- BRANO CITATO
■ ■ ■ ■ ■

Ed ecco l'altro nodo della questione: il rapporto con le istituzioni e il Servizio sanitario nazionale. "Il servizio pubblico è fondamentale, le istituzioni non si possono ritirare come sta accadendo dai servizi per la tossicodipendenza affidandole a strutture private. – racconta Domenico Chionetti – È una questione prima di tutto di giustizia sociale, altrimenti solo chi ha il denaro per farlo può disintossicarsi se lo vuole, e poi è un problema di trasparenza: per noi il servizio sanitario nazionale è il primo referente e alleato, cosa succede invece in comunità chiuse all'esterno? Rischiamo che rimangano invisibili e senza nessun controllo". Cosa succede poi quando si esce della comunità? E soprattutto chi non è stato "salvato" dall'esperienza in comunità che fine fa? "Gli spariamo? Lo abbandoniamo?". Megu sceglie una metafora per spiegare la necessità di servizi sui territori e di prossimità: "C'è un pesce che si ammala perché si trova in uno stagno inquinato, lo tolgo dallo stagno e lo metto in un acquario bello pulito e guarisce, poi lo rimetto nello stagno e che succede? Si ammala di nuovo". Welfare, percorsi lavorativi e di inserimento, senza una società meno diseguale chi vuole combattere la propria dipendenza avrà più difficoltà in molti casi. Fuori dalla cultura proibizionista il "tossico" non viene stigmatizzato né perseguitato, benché meno ci si arroga il diritto di sostituirsi con la coercizione alla sua volontà. "La scelta è sempre della persona, anche quando questa non ci piace". Non solo San Patrignano non è l'unico modello di presa in carico delle tossicodipendenze possibile, ma ha rappresentato in questi anni uno dei testimonial delle politiche proibizioniste, che hanno visto andare di pari passo la penalizzazione del consumo, l'aumento della carcerazione della popolazione di consumatori, l'equiparazione di droghe leggere e droghe pesanti, e il parallelo indebolimento dei servizi.

■ ■ ■ ■ ■

- INFORMAZIONI ESTRATTE
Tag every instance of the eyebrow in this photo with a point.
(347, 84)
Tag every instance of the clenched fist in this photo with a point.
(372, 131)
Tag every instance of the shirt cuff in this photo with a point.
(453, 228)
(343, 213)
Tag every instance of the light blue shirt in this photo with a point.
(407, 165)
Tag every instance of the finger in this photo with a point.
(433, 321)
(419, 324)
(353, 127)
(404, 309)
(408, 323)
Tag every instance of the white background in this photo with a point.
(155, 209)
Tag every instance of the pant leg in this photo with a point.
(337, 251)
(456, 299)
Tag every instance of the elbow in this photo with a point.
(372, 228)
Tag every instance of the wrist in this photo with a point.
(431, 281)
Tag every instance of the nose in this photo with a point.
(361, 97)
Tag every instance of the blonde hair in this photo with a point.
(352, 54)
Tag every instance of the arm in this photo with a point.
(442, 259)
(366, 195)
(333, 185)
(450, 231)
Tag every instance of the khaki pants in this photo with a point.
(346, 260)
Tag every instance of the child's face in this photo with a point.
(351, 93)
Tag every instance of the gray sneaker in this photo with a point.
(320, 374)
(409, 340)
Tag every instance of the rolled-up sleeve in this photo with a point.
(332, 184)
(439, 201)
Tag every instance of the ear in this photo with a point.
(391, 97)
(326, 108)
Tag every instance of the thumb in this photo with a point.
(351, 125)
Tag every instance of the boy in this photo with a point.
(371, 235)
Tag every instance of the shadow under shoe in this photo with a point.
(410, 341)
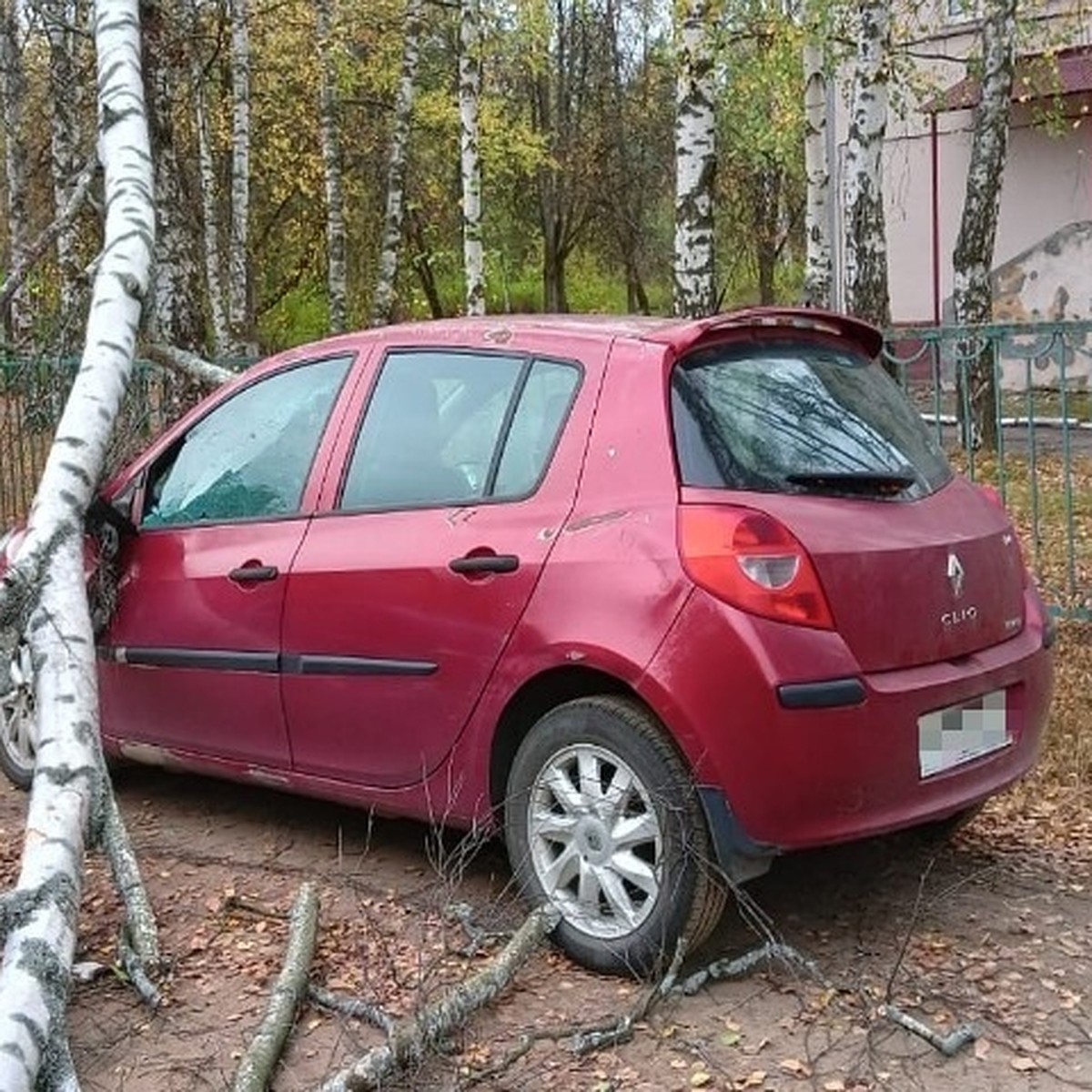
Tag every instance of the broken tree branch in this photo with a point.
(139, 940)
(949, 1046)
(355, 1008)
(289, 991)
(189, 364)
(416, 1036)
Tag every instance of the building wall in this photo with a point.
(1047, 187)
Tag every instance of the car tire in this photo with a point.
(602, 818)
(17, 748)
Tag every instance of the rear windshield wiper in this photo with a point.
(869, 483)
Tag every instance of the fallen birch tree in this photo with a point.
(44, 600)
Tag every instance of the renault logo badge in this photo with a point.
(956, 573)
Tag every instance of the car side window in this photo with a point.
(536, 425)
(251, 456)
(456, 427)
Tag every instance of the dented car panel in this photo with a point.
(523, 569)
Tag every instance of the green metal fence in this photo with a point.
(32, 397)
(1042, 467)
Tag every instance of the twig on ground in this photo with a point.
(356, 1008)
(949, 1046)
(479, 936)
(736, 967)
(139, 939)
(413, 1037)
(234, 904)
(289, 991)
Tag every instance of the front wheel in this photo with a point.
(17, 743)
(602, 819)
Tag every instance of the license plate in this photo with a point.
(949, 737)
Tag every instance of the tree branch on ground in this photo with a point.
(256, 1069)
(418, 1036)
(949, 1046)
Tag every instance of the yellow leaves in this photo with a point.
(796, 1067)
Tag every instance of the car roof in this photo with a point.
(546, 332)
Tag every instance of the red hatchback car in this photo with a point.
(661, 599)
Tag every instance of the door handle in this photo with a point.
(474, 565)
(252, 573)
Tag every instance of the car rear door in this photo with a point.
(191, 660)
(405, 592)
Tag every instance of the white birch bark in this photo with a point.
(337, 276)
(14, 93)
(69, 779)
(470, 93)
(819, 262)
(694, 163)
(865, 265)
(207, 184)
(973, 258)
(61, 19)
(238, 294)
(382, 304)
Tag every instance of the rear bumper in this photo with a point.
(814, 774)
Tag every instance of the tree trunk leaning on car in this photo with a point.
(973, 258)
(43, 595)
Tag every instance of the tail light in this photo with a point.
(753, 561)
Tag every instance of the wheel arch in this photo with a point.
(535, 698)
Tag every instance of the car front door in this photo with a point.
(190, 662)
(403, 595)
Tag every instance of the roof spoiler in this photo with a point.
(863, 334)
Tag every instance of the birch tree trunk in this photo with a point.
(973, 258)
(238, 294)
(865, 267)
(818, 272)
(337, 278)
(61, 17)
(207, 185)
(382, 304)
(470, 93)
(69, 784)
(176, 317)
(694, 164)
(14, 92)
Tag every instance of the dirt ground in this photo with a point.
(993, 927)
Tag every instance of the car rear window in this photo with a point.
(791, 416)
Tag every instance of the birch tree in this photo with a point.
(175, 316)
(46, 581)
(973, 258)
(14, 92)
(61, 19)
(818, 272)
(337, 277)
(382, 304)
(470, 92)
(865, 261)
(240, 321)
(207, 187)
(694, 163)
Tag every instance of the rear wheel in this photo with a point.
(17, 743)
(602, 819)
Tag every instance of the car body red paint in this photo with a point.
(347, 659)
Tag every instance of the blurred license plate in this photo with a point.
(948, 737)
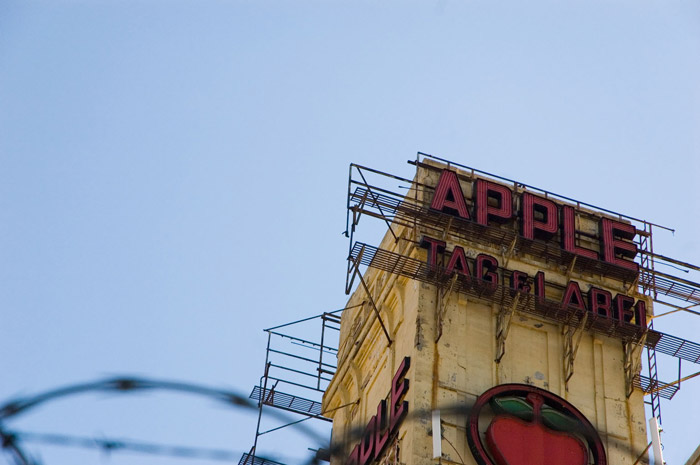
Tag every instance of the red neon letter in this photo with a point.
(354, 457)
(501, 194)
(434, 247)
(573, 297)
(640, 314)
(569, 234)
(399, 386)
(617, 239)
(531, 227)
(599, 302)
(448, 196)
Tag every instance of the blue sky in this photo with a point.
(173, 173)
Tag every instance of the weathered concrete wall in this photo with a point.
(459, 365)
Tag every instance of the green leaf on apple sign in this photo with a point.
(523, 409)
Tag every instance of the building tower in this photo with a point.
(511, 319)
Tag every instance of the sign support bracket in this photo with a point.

■ ■ ■ ■ ■

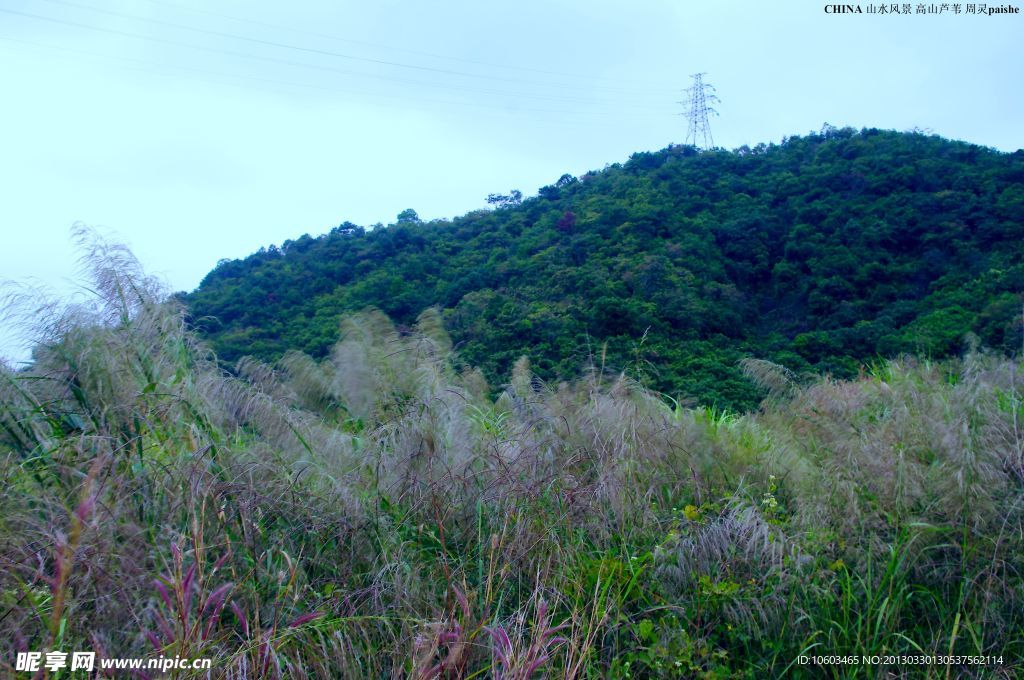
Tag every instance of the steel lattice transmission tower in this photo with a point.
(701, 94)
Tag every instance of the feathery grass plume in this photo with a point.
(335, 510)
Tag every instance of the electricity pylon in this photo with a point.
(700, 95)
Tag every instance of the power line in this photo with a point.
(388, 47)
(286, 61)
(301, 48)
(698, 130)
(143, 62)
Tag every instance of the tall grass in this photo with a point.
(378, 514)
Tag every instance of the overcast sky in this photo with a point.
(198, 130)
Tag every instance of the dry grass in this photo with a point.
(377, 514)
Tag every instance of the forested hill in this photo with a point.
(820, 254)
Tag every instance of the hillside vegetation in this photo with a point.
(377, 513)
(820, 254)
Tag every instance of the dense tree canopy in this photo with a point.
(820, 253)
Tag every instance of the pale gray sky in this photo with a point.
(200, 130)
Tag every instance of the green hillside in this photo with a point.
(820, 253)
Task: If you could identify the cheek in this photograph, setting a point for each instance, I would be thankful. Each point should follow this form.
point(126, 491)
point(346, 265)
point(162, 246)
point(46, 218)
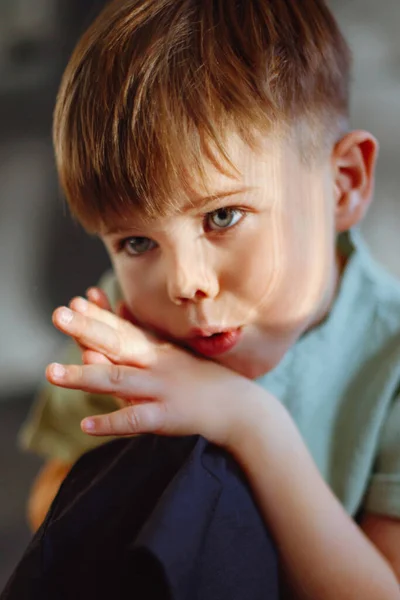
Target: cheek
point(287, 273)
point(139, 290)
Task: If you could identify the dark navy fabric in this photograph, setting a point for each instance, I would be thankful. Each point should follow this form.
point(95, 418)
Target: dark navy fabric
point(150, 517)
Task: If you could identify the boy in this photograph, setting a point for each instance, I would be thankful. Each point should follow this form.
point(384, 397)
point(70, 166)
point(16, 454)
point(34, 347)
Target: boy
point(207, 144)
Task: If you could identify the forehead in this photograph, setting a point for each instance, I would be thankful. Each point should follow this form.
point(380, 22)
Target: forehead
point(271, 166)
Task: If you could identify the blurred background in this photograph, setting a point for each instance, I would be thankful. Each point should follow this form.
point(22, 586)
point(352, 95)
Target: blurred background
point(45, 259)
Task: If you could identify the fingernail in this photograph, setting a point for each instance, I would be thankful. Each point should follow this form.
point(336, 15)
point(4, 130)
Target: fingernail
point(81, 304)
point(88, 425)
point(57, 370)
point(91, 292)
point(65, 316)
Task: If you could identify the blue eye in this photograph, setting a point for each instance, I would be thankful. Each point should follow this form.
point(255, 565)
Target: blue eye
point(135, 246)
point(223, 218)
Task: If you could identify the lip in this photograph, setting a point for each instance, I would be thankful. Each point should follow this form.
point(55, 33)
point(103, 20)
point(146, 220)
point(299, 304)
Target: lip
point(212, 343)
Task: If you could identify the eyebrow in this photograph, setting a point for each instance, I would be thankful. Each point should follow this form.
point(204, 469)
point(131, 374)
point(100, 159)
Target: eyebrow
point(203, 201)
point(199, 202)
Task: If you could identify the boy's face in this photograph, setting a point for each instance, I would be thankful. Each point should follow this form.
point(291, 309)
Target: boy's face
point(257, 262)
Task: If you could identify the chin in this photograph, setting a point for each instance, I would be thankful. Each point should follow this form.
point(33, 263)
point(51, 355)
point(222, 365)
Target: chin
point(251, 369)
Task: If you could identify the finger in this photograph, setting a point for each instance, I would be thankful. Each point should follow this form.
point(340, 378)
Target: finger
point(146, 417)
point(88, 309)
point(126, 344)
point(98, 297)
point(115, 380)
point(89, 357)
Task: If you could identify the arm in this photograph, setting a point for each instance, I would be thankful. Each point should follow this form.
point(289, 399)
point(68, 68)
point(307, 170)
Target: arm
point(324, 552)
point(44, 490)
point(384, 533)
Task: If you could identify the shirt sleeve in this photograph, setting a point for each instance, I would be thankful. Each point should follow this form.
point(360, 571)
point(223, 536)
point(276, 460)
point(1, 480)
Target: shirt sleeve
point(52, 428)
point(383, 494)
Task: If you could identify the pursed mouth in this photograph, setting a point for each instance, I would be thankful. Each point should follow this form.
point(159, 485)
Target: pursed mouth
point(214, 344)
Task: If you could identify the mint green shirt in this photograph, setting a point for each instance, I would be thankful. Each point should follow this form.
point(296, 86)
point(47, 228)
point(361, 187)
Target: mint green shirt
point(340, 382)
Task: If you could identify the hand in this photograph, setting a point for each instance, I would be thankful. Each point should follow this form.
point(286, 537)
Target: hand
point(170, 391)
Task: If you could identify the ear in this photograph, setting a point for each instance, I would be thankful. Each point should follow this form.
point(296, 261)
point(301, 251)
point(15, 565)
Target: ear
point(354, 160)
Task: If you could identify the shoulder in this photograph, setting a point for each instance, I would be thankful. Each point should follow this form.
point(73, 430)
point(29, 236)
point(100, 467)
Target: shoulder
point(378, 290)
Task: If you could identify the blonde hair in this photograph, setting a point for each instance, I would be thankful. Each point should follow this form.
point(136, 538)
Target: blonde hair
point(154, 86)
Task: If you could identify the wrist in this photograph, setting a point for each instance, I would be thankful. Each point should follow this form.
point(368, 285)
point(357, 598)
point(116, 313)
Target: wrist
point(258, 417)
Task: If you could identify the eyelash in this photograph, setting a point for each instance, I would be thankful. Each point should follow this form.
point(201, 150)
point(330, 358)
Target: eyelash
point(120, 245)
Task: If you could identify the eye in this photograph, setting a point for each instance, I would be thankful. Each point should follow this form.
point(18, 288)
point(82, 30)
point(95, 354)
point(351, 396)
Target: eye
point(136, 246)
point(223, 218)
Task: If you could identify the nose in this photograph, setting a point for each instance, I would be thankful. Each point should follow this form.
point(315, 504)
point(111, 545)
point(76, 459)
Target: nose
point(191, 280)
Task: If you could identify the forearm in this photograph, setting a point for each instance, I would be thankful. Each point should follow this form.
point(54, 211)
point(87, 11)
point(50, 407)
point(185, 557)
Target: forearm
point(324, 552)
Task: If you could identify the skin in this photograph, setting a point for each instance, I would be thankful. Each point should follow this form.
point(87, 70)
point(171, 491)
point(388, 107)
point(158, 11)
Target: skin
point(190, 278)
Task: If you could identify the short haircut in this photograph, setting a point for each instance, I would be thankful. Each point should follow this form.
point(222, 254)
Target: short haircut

■ ■ ■ ■ ■

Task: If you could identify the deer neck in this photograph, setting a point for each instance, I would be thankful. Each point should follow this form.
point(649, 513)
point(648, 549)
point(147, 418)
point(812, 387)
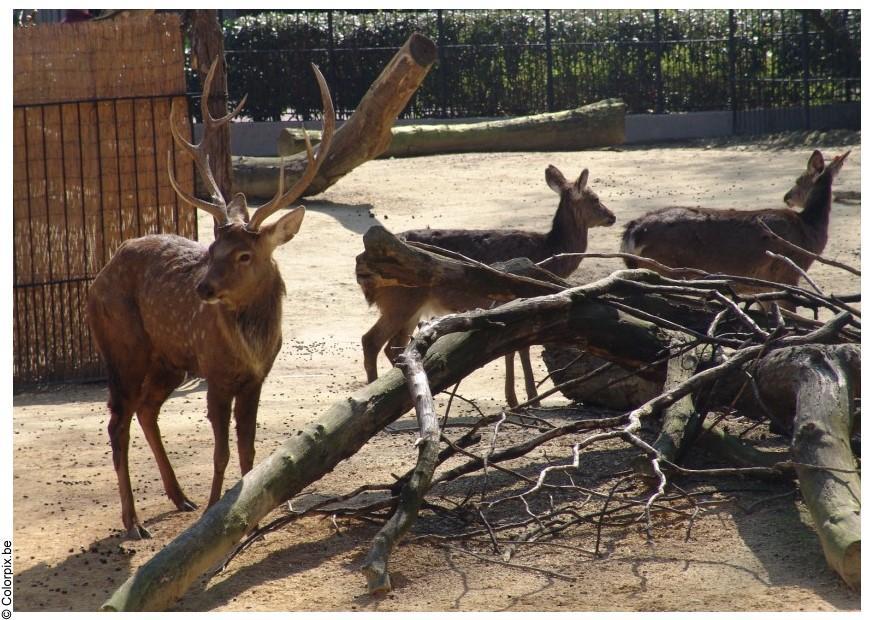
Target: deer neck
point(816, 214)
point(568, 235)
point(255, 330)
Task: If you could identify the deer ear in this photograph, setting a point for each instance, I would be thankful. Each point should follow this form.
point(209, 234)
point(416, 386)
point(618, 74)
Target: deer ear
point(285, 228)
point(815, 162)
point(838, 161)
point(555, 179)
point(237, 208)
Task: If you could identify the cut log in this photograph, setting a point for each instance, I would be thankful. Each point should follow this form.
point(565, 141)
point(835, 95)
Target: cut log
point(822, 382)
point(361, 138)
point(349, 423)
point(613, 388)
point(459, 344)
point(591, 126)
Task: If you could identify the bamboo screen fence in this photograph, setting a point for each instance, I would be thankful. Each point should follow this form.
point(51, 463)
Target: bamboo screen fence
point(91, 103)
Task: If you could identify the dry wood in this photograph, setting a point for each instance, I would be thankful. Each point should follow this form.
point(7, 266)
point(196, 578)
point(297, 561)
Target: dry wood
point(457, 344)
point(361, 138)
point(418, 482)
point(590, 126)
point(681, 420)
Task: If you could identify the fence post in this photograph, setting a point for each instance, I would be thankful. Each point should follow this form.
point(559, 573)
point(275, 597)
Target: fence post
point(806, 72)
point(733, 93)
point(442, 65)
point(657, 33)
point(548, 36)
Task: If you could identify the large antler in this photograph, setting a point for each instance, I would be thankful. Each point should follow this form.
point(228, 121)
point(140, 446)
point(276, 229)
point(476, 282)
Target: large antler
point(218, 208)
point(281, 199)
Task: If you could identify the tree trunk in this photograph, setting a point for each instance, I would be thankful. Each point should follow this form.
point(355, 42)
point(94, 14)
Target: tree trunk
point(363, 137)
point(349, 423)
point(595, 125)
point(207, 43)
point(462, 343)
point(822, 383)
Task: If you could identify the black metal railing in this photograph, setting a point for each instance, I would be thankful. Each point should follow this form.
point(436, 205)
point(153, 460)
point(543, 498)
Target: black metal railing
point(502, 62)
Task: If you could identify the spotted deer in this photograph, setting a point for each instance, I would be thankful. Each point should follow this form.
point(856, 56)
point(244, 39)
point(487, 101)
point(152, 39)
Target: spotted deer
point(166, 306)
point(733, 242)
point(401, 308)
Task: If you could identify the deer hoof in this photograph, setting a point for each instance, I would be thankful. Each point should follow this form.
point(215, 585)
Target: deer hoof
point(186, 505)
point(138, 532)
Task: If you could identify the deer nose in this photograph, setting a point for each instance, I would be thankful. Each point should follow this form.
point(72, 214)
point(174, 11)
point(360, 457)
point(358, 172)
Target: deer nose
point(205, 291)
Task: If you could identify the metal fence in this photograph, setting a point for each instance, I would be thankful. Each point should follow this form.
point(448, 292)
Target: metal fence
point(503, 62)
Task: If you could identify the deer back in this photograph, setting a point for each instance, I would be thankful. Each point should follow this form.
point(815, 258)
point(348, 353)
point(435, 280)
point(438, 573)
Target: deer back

■ ■ ■ ■ ■

- IL TUO OBIETTIVO
Nel brano sulle tossicodipendenze, chi è per Domenico Chionetti il primo referente e alleato? Le voci riportate provengono da un'altra fonte.

- SOLUZIONE
Il servizio sanitario nazionale.